**List of tasks:**
(1) In the passage on preschool hearing screening, what kind of testing is called the gold standard for hearing screening?
(2) Write a continuation of the passage on preschool hearing screening, picking up right after its final sentence.

**Given passage:**

========================================

Hearing loss is the most common sensory impairment in children. If hearing loss is not identified and managed with hearing aids and educational interventions, it often leads to permanent speech, language and developmental delays. Because of this, many national systems have developed to enable early detection and intervention for childhood hearing loss. These include universal newborn hearing screening and broad-based hearing screening at 4-year-old pediatrician well-child checks and upon school entry in kindergarten or first grade.
There is, however, a large gap in hearing screening between birth and age 4; this coincides with the time when hearing, speech and language are developing the fastest. Preschool hearing screening can potentially fill this screening gap, but the most effective method for preschool hearing screening is unknown. Behavioral testing, in which children respond to hearing a sound, are the gold standard for hearing screening, but many 3-year-olds cannot complete the test at all. For preschools, then, a second, nonbehavioral test is needed for these children. Nonbehavioral testing with otoacoustic emissions can permit hearing screening without needing the child to cooperative. It is highly effective as a second-stage screen for children who are not able to be tested behaviorally, but its effectiveness as a standalone, single-stage screen in community-based preschools has yet to be evaluated.
In this study, the research team will determine whether the simple, single-stage otoacoustic emission screen performs at least as well as the gold-standard, two-stage pure-tone plus otoacoustic emission method. If the single-stage screen is found not inferior to the two-stage screen, the team will be able to conclude that the inherently simpler single-stage screen would be an ideal choice to use for broad-based preschool hearing screening. This knowledge will help preschools decide what hearing screening method to use, and therefore help parents of preschoolers know that they are being identified with hearing loss in the best possible way. Study findings will also help national organizations update their guidelines for preschool hearing screening so that these best practices can be implemented across the United States.

========================================

**Provided records:**
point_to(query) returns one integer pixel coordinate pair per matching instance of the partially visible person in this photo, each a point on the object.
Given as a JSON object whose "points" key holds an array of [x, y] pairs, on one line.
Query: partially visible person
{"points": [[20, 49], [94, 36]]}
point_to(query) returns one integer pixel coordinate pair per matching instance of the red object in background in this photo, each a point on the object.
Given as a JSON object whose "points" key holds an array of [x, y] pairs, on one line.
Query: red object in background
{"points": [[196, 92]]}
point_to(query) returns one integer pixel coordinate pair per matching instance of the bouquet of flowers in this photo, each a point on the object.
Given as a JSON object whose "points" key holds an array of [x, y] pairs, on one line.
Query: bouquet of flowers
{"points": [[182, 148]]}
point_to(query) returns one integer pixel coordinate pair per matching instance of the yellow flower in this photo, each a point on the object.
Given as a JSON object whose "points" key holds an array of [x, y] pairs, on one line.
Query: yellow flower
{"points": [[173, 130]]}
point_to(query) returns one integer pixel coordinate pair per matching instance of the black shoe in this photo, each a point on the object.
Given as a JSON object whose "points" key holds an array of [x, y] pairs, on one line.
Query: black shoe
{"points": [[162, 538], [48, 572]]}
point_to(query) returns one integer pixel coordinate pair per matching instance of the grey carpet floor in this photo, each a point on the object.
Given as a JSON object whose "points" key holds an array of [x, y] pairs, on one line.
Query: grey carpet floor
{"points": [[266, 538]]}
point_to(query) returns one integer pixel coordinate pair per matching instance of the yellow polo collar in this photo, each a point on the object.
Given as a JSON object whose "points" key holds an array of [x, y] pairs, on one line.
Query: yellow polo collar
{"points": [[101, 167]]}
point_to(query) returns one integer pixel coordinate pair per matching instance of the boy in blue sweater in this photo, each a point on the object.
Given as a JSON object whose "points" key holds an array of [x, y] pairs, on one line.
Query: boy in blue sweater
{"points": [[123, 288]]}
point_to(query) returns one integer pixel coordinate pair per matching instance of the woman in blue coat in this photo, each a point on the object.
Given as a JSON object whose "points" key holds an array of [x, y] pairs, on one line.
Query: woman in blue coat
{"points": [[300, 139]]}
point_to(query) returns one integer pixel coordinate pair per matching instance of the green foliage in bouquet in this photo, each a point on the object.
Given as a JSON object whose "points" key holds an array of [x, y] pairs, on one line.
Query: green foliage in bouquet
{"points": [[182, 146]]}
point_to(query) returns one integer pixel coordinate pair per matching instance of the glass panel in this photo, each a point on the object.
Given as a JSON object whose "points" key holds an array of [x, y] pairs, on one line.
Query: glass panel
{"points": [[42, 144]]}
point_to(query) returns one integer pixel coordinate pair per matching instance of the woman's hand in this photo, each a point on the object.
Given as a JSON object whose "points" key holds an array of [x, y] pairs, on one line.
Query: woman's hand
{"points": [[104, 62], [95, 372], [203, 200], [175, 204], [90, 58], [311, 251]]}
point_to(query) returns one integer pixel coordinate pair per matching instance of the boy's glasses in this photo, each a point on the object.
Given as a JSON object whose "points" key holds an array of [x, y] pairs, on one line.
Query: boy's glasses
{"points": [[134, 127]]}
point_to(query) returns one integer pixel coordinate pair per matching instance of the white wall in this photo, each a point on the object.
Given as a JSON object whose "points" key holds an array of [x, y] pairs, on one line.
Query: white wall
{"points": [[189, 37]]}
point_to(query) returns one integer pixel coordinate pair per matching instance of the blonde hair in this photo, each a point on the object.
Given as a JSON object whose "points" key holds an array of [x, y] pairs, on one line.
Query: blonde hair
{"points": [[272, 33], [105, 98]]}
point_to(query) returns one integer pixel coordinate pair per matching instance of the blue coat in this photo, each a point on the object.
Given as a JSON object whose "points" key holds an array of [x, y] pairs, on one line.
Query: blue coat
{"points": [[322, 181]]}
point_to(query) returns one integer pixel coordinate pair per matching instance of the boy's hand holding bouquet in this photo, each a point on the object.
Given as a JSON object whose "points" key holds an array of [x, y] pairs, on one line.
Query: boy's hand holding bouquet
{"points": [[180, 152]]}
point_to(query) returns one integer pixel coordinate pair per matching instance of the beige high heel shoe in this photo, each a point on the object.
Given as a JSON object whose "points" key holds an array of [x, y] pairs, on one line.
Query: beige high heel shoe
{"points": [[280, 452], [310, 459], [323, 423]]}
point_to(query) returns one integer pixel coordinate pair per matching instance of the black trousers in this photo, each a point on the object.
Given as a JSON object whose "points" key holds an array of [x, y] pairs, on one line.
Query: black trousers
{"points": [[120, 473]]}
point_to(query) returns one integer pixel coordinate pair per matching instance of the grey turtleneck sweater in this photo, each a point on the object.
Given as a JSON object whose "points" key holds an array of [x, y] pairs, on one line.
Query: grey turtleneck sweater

========================================

**Written responses:**
(1) Behavioral testing, in which children respond to hearing a sound.

(2)
This study will recruit 28,000 preschool students, ages 2-5, across Northern California, and compare the effectiveness of two-stage, pure tone plus otoacoustic emission screening versus single-stage, otoacoustic emission-only screening. Enrolled children will be considerably diverse, with multiple home languages, geographic locations (urban, suburban, and rural) and subjects across multiple income levels included. As a primary outcome measure, the research team has chosen the outcome that is most important to parent and professional stakeholders: the percentage of children screened identified with any hearing loss. In addition to this primary outcome measure, the team will test other, secondary outcome measures: the success rate of the screening methods, the rate at which children are referred for further definitive hearing testing and the identification rates of specific subcategories of hearing loss.
The study engaged many stakeholders to help design, conduct and distribute the study findings to have maximal impact. These include individuals directly involved in preschool hearing screening itself: parents of children who were identified with hearing loss in the preschool age, leaders of preschool hearing screening programs, and individuals responsible for the follow-up testing and management after a failed hearing screen. The research team also engaged members of multiple national organizations that determine hearing screening policy to help implement study findings into national guidelines and policy.
*All proposed projects, including requested budgets and project periods, are approved subject to a programmatic and budget review by PCORI staff and the negotiation of a formal award contract.